Extracted data =>
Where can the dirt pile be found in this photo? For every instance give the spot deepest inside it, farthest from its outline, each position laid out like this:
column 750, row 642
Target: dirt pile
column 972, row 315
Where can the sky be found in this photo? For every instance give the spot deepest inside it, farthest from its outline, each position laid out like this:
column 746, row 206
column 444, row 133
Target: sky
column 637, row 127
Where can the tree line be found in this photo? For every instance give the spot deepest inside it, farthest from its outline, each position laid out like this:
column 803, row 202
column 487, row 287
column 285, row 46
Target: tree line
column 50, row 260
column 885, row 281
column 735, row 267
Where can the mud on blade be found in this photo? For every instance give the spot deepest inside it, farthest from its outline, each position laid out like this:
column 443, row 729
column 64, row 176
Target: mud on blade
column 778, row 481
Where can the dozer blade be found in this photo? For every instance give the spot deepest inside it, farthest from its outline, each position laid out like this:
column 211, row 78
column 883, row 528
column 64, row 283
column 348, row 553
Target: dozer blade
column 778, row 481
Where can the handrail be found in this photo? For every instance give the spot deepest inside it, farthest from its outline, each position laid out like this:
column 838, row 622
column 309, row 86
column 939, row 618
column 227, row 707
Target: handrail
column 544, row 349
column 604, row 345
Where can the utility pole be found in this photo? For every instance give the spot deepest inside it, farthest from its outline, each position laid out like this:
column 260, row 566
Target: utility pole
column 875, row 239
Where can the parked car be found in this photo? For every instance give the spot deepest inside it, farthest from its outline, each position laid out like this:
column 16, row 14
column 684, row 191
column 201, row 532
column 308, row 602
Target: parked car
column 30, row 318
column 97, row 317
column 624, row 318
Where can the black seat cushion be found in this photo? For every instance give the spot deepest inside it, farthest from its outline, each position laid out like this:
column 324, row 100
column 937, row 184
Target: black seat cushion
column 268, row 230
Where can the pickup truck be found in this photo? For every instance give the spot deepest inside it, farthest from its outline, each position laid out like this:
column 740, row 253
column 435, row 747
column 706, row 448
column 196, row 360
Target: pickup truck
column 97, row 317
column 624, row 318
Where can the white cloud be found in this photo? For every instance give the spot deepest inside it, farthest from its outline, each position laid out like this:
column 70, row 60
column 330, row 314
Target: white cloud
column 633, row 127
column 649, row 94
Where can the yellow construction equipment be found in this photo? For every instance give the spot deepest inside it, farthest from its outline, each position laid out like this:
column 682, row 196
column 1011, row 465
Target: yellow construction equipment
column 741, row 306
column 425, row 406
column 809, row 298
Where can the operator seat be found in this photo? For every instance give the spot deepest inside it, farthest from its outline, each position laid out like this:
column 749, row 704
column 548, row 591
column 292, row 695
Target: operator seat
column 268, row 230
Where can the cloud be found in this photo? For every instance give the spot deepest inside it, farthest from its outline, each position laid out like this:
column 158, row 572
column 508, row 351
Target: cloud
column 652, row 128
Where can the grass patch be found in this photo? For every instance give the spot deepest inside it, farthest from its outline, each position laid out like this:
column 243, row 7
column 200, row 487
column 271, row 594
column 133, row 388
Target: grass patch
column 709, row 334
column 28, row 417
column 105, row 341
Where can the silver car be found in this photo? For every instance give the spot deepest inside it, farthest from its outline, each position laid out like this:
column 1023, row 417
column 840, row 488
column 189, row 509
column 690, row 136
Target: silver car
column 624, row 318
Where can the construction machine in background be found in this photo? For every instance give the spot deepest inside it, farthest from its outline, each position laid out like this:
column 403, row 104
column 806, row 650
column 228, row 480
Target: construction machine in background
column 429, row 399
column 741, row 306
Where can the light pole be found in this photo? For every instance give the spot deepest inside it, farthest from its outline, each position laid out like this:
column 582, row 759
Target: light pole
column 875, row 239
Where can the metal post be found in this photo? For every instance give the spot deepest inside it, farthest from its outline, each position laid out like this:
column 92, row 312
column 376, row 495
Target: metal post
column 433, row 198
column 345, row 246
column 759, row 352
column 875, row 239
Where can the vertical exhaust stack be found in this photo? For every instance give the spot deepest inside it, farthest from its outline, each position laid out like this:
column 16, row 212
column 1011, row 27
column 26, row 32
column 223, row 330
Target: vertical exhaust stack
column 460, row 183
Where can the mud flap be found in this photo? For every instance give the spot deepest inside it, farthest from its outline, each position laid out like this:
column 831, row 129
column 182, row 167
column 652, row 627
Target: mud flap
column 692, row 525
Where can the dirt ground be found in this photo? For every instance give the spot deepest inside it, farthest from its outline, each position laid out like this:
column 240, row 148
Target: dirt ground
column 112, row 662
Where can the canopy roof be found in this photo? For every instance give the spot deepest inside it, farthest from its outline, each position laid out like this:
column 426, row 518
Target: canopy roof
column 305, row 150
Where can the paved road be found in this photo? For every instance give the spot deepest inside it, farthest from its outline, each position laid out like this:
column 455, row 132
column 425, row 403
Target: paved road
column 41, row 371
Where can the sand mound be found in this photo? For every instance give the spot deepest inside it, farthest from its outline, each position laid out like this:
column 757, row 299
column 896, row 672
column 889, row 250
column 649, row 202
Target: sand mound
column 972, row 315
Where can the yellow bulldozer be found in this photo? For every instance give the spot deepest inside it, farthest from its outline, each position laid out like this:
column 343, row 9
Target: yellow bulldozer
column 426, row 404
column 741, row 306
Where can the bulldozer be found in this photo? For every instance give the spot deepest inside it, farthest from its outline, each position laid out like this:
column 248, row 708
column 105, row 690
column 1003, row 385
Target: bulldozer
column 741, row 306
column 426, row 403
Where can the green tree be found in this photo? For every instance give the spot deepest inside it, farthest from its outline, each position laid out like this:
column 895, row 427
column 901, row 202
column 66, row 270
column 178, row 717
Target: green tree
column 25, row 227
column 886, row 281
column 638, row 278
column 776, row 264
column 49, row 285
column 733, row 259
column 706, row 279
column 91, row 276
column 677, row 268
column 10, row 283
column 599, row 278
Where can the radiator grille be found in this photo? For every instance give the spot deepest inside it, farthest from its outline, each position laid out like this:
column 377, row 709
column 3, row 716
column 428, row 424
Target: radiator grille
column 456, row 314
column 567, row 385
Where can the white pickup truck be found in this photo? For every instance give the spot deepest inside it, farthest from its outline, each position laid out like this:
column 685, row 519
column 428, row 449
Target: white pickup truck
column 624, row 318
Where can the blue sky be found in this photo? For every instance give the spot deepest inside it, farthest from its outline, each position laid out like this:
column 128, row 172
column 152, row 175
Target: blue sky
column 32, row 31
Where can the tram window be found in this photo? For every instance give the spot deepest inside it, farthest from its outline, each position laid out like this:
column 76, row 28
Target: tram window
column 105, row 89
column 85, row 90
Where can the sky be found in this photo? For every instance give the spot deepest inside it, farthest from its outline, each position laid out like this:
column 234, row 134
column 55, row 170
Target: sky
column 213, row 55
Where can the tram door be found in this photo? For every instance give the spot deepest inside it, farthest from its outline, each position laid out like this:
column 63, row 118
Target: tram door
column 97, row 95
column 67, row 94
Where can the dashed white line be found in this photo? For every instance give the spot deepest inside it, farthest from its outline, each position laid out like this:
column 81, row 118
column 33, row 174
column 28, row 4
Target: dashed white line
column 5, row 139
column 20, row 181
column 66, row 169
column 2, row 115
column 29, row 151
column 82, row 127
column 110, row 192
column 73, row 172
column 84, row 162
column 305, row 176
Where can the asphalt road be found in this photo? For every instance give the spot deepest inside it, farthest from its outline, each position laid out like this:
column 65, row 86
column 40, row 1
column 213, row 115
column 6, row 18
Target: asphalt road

Stated task =>
Reproduce the data in full, exactly as presented.

The reply =>
Where can the dirt pile be found in this photo? For every instance give the spot deepest inside it, farthest from its outline, each position laid out like this:
column 750, row 642
Target: dirt pile
column 972, row 315
Where can the sky be found in this photo? For every instance give the spot deepest inside it, farthest from its outline, each position laid out like this:
column 746, row 206
column 444, row 133
Target: sky
column 637, row 127
Where can the tree line be found in this photo? For every instance give the spot deepest inside it, farthest from its outline, each position laid out like this:
column 803, row 202
column 487, row 287
column 285, row 46
Target: tree line
column 50, row 260
column 885, row 281
column 735, row 267
Where can the mud on blade be found in this photo? For every instance give the spot deepest inside it, farthest from its outline, each position laid out like this:
column 443, row 729
column 64, row 176
Target: mud on blade
column 778, row 481
Where can the dozer blade be found in this photo? For every instance give the spot deepest inside it, farthest from its outline, each position laid out like this:
column 211, row 78
column 883, row 528
column 64, row 283
column 348, row 553
Target: dozer blade
column 778, row 481
Where can the handrail be found in this photo? For every instance give the spot deepest inside it, farthest from its outline, each position laid out like this:
column 838, row 622
column 309, row 86
column 939, row 618
column 227, row 707
Target: handrail
column 544, row 349
column 604, row 345
Where can the utility pole be found in this photo? For every instance give the spot deepest inside it, farthest from its outline, each position laid out like this:
column 260, row 566
Target: utility pole
column 875, row 239
Where can the parked car be found in this photo? For every instance give the spot deepest inside it, farthest from its outline, each position laid out like this:
column 16, row 14
column 684, row 191
column 201, row 532
column 308, row 602
Target: parked car
column 30, row 318
column 97, row 317
column 624, row 318
Where can the black seat cushion be found in this photo? For every instance give the spot deepest inside it, farthest from its outline, each position laid out like this:
column 324, row 100
column 937, row 184
Target: black seat cushion
column 268, row 230
Where can the pickup truck be found in this photo? For every instance give the spot deepest inside it, farthest from its outline, each position laid out like this:
column 740, row 253
column 435, row 747
column 706, row 448
column 196, row 360
Target: pickup truck
column 97, row 317
column 624, row 318
Where can the white cloud be found in this photo? For every instance give the spot deepest inside it, farthest from its outline, each position laid out like this:
column 70, row 60
column 330, row 314
Target: white cloud
column 633, row 127
column 649, row 94
Where can the yellow construction equipment be found in this photo? For every instance give the spot deepest inside it, farthest from its outline, each position laid out like this:
column 682, row 196
column 1011, row 465
Target: yellow construction equipment
column 741, row 306
column 425, row 406
column 809, row 298
Where can the operator seat be found in this photo? For every instance give the spot deepest inside it, farthest from its outline, each position laid out like this:
column 749, row 704
column 548, row 591
column 292, row 695
Target: operator seat
column 268, row 230
Where can the cloud be found in this photo? For every instance give the spot deepest inside it, farthest from its outline, each position laid out like this:
column 158, row 572
column 508, row 351
Target: cloud
column 652, row 128
Where can the grass patch be found in this photo? For every instance give the spot deepest inside it, farthest from its outline, each position laid out like this:
column 243, row 7
column 200, row 487
column 271, row 594
column 133, row 388
Target: grass patch
column 709, row 334
column 28, row 417
column 105, row 341
Where can the silver car be found in this photo? For every instance give the spot deepest inside it, farthest from its outline, each position laid out like this:
column 1023, row 417
column 840, row 488
column 189, row 509
column 690, row 136
Target: silver car
column 624, row 318
Where can the construction machine in background be found in this photo? For every instance give the spot deepest inside it, farthest from its outline, each position laid out like this:
column 403, row 104
column 806, row 650
column 228, row 480
Target: construction machine in background
column 429, row 399
column 741, row 306
Where can the light pole be found in this photo? For every instance give the spot deepest inside it, farthest from its outline, each position laid out like this:
column 582, row 759
Target: light pole
column 875, row 239
Where can the metal post be found in this photo? For every instance give the spot deepest inside it, farthest from its outline, each position laid out like this:
column 92, row 312
column 376, row 495
Target: metal post
column 433, row 198
column 345, row 246
column 759, row 352
column 875, row 239
Where can the vertical exhaust stack be found in this photo? For every instance give the spot deepest inside it, farthest from its outline, each position laid out like this:
column 16, row 212
column 1011, row 27
column 26, row 32
column 223, row 330
Target: vertical exhaust stack
column 460, row 183
Where can the mud flap be found in this photo? For every instance give the spot deepest inside it, farthest from its outline, each position laid out like this:
column 831, row 129
column 182, row 167
column 652, row 627
Target: mud flap
column 692, row 525
Where can the dirt ground be found in this photo? For every instance give the spot deepest inside it, farthest from its outline, each position laid out like this:
column 240, row 148
Target: dirt ground
column 112, row 662
Where can the canopy roof be found in this photo? For every instance give the spot deepest inside it, farthest from its outline, each position laid out like this:
column 426, row 518
Target: canopy roof
column 305, row 150
Where can the paved road be found in this photo? For every instance give the spot deepest inside it, farthest from its outline, each position laid out like this:
column 455, row 132
column 425, row 403
Target: paved road
column 41, row 371
Where can the sand mound be found in this photo? For every instance give the spot deepest inside it, farthest from its outline, each position laid out like this:
column 757, row 299
column 896, row 672
column 889, row 250
column 649, row 202
Target: sand mound
column 972, row 315
Where can the yellow bulldozer be found in this photo? For every instance give the spot deepest inside it, farthest from its outline, each position laid out like this:
column 343, row 9
Target: yellow bulldozer
column 426, row 404
column 741, row 306
Where can the bulldozer be found in this photo? For every instance give the spot deepest inside it, farthest from its outline, each position laid out like this:
column 248, row 708
column 105, row 690
column 1003, row 385
Target: bulldozer
column 741, row 306
column 426, row 403
Where can the green tree be found in this photo? For every instance give the spot deepest inside it, farthest from its outline, each position laid out like this:
column 895, row 427
column 901, row 202
column 66, row 270
column 178, row 717
Target: green tree
column 25, row 227
column 886, row 281
column 638, row 278
column 776, row 264
column 49, row 285
column 733, row 259
column 706, row 279
column 91, row 276
column 677, row 268
column 10, row 283
column 599, row 278
Where can the radiator grille be found in this photo? For every instance give the spot deepest inside it, farthest from its outline, each position laid out like this:
column 377, row 709
column 3, row 716
column 428, row 424
Target: radiator grille
column 456, row 314
column 567, row 385
Where can the white pickup truck be found in this photo? For every instance give the spot deepest inside it, farthest from its outline, each position laid out like this:
column 685, row 519
column 428, row 449
Target: white pickup truck
column 624, row 318
Where can the blue sky be found in this photo? For every instance give the spot deepest inside it, farthest from its outline, each position laid out like this:
column 128, row 172
column 152, row 175
Target: blue sky
column 32, row 31
Where can the tram window be found in this photo? For every instance give the spot deepest inside it, farthest from its outline, each position laid out like this:
column 76, row 28
Target: tram window
column 105, row 89
column 85, row 90
Where can the sky be found in this photo? For every instance give the spot deepest inside it, farthest from its outline, each position laid out like this:
column 234, row 134
column 55, row 170
Target: sky
column 213, row 55
Where can the tram door be found in this photo? For every instance give the spot deepest inside it, farthest from its outline, each position laid out like this:
column 63, row 118
Target: tram door
column 97, row 95
column 67, row 94
Where can the dashed white line be found in this photo? For every instance give the spot deepest inside it, farthest from its outline, each position laid out like this:
column 81, row 118
column 33, row 174
column 28, row 4
Target: dashed white line
column 5, row 139
column 20, row 181
column 66, row 169
column 2, row 115
column 29, row 151
column 82, row 127
column 110, row 192
column 73, row 172
column 84, row 162
column 305, row 176
Where can the asphalt road be found in this photo? For every instance give the spot deepest inside it, farthest from its outline, each position laid out like this:
column 65, row 86
column 40, row 1
column 213, row 115
column 6, row 18
Target: asphalt road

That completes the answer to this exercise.